* [WHAT TO DO]:
Your answer must be an exact copy of the lines from the one holding "Could you please identify the pink plastic" through the last line of the entries below, with nothing added.

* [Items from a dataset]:
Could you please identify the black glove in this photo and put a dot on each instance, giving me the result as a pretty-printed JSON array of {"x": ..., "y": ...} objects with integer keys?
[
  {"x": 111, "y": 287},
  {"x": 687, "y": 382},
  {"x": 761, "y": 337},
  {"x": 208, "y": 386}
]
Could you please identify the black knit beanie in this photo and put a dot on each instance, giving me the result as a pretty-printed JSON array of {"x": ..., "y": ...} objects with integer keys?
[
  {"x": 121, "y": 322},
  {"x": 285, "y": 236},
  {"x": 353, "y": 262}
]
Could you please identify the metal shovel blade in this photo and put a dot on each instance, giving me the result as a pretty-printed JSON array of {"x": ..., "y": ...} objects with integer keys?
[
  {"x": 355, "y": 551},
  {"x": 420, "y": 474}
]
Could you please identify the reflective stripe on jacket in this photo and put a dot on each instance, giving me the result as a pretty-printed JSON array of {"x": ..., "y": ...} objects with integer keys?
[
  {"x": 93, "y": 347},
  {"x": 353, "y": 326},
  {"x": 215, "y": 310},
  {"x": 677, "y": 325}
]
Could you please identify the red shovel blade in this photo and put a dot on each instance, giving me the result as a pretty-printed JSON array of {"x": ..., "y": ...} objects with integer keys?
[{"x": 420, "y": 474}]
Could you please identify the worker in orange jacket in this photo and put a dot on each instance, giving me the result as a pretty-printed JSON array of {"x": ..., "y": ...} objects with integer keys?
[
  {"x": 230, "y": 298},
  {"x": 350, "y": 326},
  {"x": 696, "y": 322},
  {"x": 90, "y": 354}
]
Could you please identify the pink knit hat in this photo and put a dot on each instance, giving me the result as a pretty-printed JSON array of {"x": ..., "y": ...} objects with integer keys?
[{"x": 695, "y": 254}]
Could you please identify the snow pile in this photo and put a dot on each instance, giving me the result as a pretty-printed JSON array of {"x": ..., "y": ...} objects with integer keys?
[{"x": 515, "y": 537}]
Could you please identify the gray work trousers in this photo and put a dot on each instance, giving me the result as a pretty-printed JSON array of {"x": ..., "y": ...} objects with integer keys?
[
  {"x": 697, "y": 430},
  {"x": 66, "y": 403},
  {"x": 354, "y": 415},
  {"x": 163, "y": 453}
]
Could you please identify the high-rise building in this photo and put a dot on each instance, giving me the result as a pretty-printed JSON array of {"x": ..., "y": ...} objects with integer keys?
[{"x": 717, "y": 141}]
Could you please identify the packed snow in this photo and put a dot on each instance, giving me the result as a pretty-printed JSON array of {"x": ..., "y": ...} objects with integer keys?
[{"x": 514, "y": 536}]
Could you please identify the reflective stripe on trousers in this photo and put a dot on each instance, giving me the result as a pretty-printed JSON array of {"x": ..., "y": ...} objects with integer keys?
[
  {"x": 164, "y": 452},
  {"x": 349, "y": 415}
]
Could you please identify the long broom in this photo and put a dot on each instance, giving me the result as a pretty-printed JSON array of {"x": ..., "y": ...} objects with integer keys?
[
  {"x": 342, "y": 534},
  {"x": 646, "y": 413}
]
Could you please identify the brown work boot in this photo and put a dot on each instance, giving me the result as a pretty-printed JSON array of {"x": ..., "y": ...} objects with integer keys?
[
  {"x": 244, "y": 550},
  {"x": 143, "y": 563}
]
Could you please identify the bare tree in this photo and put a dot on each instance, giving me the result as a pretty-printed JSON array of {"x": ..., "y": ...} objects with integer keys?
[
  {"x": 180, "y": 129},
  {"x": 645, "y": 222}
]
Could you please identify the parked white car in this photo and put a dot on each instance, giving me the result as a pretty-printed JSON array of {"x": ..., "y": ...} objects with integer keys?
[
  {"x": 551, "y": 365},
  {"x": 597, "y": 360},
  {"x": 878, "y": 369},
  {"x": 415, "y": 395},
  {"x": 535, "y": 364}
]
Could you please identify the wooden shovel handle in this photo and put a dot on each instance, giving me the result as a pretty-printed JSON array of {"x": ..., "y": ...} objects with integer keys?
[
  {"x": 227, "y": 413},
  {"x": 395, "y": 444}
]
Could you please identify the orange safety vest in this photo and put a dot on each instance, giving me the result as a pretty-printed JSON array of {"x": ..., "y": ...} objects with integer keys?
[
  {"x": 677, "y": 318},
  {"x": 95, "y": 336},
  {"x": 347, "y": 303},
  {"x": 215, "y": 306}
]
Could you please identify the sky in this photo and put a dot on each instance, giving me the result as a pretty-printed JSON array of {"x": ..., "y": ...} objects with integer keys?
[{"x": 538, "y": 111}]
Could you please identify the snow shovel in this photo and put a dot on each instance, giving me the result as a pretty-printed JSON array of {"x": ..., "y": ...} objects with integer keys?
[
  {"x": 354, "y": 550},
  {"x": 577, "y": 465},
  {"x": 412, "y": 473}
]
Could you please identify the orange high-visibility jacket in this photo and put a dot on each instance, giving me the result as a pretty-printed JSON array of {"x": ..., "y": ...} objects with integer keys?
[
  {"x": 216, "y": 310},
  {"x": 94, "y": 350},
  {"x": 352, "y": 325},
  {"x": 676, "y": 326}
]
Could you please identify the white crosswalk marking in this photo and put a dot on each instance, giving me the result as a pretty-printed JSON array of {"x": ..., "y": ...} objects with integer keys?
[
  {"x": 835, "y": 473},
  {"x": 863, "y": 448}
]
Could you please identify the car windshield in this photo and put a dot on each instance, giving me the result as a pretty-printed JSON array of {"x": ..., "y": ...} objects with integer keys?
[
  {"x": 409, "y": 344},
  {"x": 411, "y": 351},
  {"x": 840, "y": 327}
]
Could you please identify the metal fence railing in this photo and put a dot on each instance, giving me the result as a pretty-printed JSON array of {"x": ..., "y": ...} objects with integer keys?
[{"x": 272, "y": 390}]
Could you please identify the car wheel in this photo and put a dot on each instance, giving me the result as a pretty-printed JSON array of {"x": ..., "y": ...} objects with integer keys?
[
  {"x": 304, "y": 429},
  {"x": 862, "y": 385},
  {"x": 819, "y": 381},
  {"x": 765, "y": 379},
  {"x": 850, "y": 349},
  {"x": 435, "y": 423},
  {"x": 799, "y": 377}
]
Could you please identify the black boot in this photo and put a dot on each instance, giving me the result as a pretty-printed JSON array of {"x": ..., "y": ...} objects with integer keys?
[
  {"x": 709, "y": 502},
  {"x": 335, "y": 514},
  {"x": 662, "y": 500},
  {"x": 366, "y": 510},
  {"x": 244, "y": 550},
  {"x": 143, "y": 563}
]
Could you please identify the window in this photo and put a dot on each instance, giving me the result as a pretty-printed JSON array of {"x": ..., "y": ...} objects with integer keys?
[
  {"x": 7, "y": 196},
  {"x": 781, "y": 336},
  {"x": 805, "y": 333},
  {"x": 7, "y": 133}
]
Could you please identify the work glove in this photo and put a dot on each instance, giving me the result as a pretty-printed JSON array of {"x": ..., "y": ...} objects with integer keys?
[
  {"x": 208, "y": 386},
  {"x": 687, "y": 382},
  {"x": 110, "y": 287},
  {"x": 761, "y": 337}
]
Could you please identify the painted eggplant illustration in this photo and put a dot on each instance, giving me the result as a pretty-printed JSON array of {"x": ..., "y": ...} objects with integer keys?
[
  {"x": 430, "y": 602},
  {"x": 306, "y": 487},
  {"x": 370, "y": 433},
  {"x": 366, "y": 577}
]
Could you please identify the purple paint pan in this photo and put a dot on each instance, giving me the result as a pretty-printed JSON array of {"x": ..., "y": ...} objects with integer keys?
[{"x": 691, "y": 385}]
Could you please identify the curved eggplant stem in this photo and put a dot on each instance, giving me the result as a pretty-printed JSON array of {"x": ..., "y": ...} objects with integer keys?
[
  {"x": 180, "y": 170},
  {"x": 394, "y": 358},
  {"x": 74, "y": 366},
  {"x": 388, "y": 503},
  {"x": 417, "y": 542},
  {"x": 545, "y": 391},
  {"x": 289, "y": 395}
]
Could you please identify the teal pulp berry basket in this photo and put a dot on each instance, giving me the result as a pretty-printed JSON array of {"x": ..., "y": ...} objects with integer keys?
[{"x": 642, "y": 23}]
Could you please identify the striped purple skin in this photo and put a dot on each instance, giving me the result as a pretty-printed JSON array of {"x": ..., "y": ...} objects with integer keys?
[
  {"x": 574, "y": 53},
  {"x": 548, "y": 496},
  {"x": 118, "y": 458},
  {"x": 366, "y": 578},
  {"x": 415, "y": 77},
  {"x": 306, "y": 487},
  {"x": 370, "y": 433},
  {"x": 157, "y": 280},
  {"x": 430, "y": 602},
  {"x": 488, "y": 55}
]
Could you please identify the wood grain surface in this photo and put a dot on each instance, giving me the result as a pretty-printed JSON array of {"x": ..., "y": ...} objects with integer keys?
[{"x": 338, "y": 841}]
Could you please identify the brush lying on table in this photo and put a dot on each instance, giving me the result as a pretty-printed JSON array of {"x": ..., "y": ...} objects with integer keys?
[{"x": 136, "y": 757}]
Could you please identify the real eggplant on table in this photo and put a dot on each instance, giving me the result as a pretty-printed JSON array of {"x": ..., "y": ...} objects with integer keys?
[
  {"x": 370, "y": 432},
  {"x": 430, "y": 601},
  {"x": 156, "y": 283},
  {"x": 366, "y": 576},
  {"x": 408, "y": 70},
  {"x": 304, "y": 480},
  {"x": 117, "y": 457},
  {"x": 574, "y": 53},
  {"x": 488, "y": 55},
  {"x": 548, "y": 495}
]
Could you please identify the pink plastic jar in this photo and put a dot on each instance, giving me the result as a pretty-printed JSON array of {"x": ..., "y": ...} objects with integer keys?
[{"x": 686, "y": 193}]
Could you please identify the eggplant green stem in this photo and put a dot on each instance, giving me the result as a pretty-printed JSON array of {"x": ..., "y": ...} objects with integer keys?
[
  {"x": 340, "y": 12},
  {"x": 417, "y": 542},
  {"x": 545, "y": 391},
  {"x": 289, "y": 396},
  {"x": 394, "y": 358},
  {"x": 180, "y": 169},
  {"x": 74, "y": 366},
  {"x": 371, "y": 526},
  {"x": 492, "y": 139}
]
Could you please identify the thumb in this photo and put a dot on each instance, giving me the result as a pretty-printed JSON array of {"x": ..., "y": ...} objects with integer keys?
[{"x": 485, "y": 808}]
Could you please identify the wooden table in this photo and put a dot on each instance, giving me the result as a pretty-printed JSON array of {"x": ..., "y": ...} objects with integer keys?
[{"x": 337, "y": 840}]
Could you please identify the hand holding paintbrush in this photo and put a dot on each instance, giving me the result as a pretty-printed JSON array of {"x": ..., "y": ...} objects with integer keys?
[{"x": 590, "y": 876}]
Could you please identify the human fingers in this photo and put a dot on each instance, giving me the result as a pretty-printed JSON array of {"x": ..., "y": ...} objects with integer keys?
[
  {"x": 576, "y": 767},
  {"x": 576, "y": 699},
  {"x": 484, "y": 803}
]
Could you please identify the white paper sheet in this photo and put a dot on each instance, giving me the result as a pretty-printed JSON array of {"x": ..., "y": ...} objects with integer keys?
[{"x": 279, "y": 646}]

* [ANSWER BELOW]:
Could you please identify the pink plastic jar in this photo and put a dot on each instance, giving me the result as a pretty-printed JSON array of {"x": ..., "y": ...} objects with integer keys?
[{"x": 686, "y": 193}]
Could you please identify the eggplant green stem in this photo and put a dot on each instance, giving me the result as a pretty-printed JSON array of {"x": ..., "y": ...} objects with integer keys?
[
  {"x": 340, "y": 12},
  {"x": 417, "y": 542},
  {"x": 545, "y": 391},
  {"x": 289, "y": 396},
  {"x": 394, "y": 358},
  {"x": 180, "y": 169},
  {"x": 74, "y": 366},
  {"x": 371, "y": 526},
  {"x": 492, "y": 139}
]
Could you please identify the thumb in this photo and put a dot on each instance, giving me the result as a pretty-printed JSON array of {"x": ..., "y": ...} objects with integer keys?
[{"x": 485, "y": 808}]
Could you please identify the wooden table in this photo and put a dot on each instance, giving me the result as a pretty-printed JSON array of {"x": ..., "y": ...} objects with integer keys?
[{"x": 337, "y": 840}]
Could you please identify the hand holding paintbrush in this photo and put a dot on each instance, giving me the result as a pretty-printed JSON array of {"x": ..., "y": ...} objects with integer keys?
[{"x": 590, "y": 876}]
Could you please identify the human fingers in this photo and put a dot on each instance, giving me the result as a pretty-printed JSON array of {"x": ..., "y": ...} objects with integer keys?
[
  {"x": 576, "y": 767},
  {"x": 576, "y": 699},
  {"x": 484, "y": 803}
]
Could you please identify the white paper sheet in this photo and put a dot on each instance, giving me the result as a pretty-printed JSON array of {"x": ..., "y": ...} objects with integer keys?
[{"x": 279, "y": 646}]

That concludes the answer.